Parliamo dell’ultimo disco di Kendrick Lamar

Con “Damn.” il rapper più apprezzato in circolazione ha cambiato direzione rispetto a quello che aveva fatto prima, ma a guardare bene è una specie di ritorno

Oggi non ci sono molti artisti considerati, praticamente all’unanimità, i migliori nel loro genere. Da almeno un paio di anni, però, nel rap ce n’è uno: Kendrick Lamar. Il suo disco del 2015 To Pimp a Butterfly, che Lamar ha realizzato a meno di trent’anni, è stato celebrato da tutti i critici come la cosa più matura e originale successa all’hip hop da diversi anni, secondo alcuni dai tempi dei primi dischi di Kanye West. Da questa posizione di egemonia culturale nel rap americano, Lamar ha fatto uscire venerdì scorso Damn., il suo ultimo e ovviamente molto atteso disco: è una delle cose più grosse che succederanno nell’hip hop quest’anno, e in generale nella musica pop del 2017. Damn. è piaciuto, anche qui prevedibilmente, praticamente a tutti, anche se è stato accolto come un cambiamento di direzione rispetto a To Pimp a Butterfly: almeno per ora, l’opinione condivisa è che sia un disco molto bello, ma un po’ meno ambizioso di quello che l’ha preceduto e che lo aveva consacrato. Ma probabilmente era esattamente quello che voleva fare Lamar.

_RACCOLTA DI VOCI_
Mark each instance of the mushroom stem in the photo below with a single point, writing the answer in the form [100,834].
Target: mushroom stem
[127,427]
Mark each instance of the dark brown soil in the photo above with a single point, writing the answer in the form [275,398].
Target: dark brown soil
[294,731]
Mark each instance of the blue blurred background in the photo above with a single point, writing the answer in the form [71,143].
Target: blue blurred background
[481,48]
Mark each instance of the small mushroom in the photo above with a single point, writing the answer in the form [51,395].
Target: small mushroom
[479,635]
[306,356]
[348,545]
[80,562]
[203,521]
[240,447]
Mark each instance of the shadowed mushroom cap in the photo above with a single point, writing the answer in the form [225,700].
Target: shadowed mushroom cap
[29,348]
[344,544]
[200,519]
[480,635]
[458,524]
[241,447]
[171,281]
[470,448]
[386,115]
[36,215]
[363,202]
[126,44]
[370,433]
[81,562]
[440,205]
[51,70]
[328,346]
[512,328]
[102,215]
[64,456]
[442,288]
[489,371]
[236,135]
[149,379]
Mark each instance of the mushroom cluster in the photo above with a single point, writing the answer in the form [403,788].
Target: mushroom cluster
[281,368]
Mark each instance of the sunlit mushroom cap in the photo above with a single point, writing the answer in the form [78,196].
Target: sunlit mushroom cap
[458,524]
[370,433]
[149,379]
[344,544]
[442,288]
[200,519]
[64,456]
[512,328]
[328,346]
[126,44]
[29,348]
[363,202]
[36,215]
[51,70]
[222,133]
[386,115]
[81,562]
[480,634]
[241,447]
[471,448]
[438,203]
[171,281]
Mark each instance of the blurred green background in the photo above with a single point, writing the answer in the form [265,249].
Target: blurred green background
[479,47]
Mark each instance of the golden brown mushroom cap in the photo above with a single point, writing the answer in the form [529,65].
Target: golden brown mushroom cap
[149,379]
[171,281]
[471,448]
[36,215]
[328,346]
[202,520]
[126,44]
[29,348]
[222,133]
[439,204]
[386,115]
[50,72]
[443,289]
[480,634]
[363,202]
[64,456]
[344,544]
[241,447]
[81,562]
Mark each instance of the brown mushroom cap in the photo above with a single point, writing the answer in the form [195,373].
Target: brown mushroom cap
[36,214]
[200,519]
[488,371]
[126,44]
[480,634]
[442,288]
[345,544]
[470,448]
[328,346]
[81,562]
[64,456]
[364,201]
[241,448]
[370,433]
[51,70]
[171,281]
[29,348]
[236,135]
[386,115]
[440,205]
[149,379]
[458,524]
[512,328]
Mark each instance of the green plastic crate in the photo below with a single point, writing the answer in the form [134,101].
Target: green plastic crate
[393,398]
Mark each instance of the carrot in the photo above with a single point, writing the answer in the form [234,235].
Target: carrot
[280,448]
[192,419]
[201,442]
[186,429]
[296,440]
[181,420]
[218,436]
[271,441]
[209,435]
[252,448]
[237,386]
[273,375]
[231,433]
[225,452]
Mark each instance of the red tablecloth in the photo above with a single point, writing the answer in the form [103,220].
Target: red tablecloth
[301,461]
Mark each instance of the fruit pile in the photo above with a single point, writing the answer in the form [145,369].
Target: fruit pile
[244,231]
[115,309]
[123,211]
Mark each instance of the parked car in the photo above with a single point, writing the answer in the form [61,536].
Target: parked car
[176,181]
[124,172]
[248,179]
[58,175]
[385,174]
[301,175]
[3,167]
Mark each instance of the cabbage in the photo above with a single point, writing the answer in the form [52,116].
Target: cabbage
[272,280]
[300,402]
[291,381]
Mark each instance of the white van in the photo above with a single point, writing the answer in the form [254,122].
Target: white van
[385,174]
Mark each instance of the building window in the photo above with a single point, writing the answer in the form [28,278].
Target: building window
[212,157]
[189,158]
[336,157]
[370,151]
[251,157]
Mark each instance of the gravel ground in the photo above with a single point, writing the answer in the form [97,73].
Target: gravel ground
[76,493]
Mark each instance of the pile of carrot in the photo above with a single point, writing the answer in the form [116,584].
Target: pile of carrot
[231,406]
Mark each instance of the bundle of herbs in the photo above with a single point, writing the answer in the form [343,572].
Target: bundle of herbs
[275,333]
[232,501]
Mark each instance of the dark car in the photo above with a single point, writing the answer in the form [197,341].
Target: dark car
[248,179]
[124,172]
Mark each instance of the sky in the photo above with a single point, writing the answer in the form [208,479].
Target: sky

_PROBLEMI E COMPITI_
1/ Secondo l'articolo sull'ultimo disco di Kendrick Lamar, in che anno è uscito To Pimp a Butterfly?
2/ Prosegui l'articolo sull'ultimo disco di Kendrick Lamar a partire dal punto in cui si interrompe.
Le voci non hanno alcun ruolo in questo lavoro.

_RISULTATI_
1/ Nel 2015.

2/
Damn. (c’è il punto alla fine, e anche alla fine di tutti i titoli delle canzoni) è fatto di 14 canzoni, di cui una sola, la prima, funziona come “interludio”, cioè quelle tracce spesso parlate che compaiono in quasi tutti i dischi rap, e non solo. Tutte le altre sono canzoni vere e proprie, scritte e prodotte da Lamar insieme a molti collaboratori: tra i più famosi Rihanna e gli U2, e tra quelli più importanti per il disco Anthony “Top Dawg” Tiffith, Sounwave, DJ Dahi e Mike Will Made It. Il primo singolo del disco è stato “HUMBLE.”, che era uscito a fine marzo ed era stato accompagnato da un video molto apprezzato.

Fin da subito, si era intuito che Damn. sarebbe stato un disco diverso da To Pimp a Butterfly. “HUMBLE.” è una canzone con una struttura e una base semplice e aggressiva, piuttosto “vecchia scuola” se contestualizzata nell’evoluzione dell’hip hop degli ultimi trent’anni. Nella canzone, a emergere sono soprattutto le strofe cantate da Lamar, che ha una tecnica eccezionale e una capacità di scrittura con pochi eguali nel rap contemporaneo. Ma le canzoni del suo disco precedente erano perlopiù diverse: la maggior parte aveva basi strumentali articolate, spesso jazz o funk, che campionavano grandi classici della musica afroamericana degli anni Settanta (come nel caso di “i”, che usava “That Lady” degli Isley Brothers) o che erano state composte da alcuni dei più originali e interessanti jazzisti della nuova generazione, come il sassofonista Kamasi Washington o il bassista Thundercat. I suoni di To Pimp a Butterfly avevano anche influenzato Blackstar, l’ultimo disco di David Bowie, secondo quanto avevano raccontato gli stessi produttori.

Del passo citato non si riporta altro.